• _LIST OF TASKS_
1. List every century named in the passage on Alsace-Lorraine.
2. Carry on the passage on Alsace-Lorraine, beginning after its final sentence.

The people of Alsace and eastern Lorraine are preponderantly German-speaking; those of western Lorraine speak French. French is also much spoken in the towns of Alsace. 76 per cent of the whole population is Catholic, 22 per cent Protestant.

Alsace-Lorraine as a single political division was a creation of the German government in 1871; the two districts have different origins and a different history, indeed each of them is made up of parts with histories still further separate and distinct. All have in common the fact that they form part of a region which since the ninth century has been debated ground between Germany and France. In the sixteenth, seventeenth, and eighteenth centuries the territory which now forms Alsace and Lorraine was acquired bit by bit by France; in 1871 it was transferred in one lump to the new German empire.

• _RECORD LIST_
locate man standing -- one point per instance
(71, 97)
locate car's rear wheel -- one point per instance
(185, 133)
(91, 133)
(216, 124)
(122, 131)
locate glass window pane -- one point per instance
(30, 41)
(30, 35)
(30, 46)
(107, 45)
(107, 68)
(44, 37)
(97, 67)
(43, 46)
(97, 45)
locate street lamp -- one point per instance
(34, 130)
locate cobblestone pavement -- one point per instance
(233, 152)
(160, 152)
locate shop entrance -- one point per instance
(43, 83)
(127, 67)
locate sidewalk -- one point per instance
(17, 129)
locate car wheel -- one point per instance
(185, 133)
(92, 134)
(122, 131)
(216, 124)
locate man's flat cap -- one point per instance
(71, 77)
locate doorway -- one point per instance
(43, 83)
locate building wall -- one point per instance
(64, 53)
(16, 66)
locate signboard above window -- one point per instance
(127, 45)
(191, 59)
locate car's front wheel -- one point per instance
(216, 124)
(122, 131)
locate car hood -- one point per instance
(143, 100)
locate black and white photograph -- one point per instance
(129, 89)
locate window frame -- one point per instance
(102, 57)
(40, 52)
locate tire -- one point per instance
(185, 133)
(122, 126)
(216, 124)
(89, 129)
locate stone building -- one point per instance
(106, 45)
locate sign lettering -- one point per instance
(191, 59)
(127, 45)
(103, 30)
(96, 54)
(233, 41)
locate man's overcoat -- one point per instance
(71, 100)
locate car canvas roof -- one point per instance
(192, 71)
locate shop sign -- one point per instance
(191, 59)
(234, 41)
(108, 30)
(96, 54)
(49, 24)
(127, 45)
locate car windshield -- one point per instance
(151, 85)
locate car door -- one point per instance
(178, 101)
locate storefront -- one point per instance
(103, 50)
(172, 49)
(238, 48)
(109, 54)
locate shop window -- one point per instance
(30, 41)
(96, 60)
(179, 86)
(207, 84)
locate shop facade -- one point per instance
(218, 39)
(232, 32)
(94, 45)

---

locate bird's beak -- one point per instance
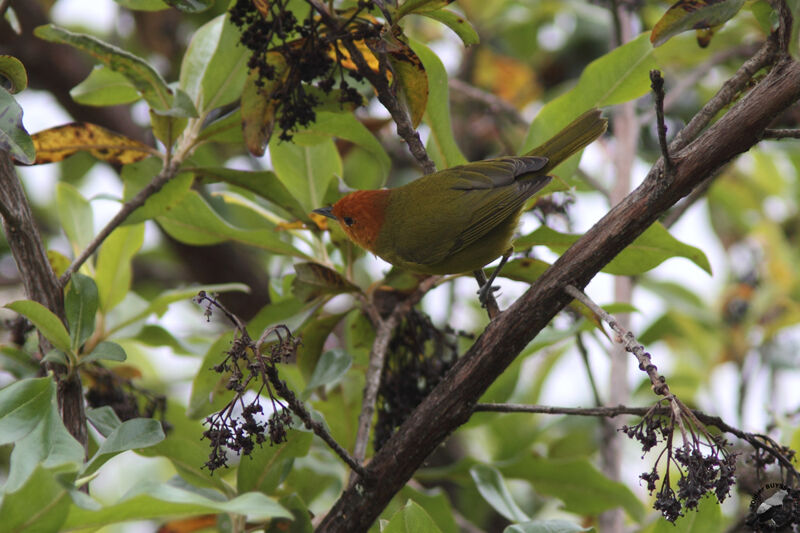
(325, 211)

---

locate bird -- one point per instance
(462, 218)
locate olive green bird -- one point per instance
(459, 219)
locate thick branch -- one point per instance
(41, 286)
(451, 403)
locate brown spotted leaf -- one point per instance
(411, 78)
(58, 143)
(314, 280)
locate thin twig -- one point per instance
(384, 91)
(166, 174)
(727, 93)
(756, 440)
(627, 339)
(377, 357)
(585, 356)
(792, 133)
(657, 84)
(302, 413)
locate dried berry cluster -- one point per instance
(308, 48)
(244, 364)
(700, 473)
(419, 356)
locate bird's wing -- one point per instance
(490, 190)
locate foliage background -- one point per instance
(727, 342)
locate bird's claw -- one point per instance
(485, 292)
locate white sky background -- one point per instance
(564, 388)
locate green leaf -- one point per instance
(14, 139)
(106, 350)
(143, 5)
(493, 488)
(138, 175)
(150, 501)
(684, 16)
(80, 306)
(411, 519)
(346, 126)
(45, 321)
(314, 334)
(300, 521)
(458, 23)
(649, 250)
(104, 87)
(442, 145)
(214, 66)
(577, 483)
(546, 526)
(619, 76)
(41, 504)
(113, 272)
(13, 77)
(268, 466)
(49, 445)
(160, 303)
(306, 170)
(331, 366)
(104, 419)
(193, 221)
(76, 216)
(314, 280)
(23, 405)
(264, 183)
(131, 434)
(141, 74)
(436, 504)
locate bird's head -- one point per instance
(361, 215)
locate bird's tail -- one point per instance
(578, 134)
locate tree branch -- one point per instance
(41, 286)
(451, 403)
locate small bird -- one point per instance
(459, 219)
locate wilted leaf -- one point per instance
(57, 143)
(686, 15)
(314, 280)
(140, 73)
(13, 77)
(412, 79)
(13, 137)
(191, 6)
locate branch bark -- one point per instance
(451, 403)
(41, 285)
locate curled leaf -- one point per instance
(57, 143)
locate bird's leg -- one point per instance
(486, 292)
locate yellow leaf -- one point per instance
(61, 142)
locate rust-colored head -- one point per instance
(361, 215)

• _SOLVED TASKS_
1.
- Ninth century
- Sixteenth century
- Seventeenth century
- Eighteenth century

2.
In the later Middle Ages Lorraine formed a duchy, within which lay a number of small and in some cases independent feudal states and the city of Metz, a free city of the Holy Roman Empire whose people spoke French. In 1552, on the petition of certain German Protestant princes, Metz was placed under the protection of the king of France, who took possession of the city and the surrounding territory subject to it. In 1613 the bishopric of Metz and its lands were taken over by the French king, the whole being combined with Toul and Verdun into the province of the Three Bishoprics (Trois Evêchés), and the cession was confirmed by the Emperor in the treaty of Westphalia of 1648. Further acquisitions made in the seventeenth century, notably Sierck and Saarlouis, gave France a strategic line of communication through Lorraine to Alsace. The duchy of Lorraine, which had likewise been dependent on the Holy Roman Empire, was declared free by Emperor Charles V and was gradually drawn into the French sphere of influence. Relinquished by its Hapsburg duke in 1736, in 1738 by the treaty of Vienna it was handed over to a Polish duke, Stanislas Leszcynski, on condition that at his death it should pass to his son-in-law, Louis XV of France, by whom it was accordingly acquired in 1766. Certain small enclaves within Lorraine did not pass to France until the Revolution.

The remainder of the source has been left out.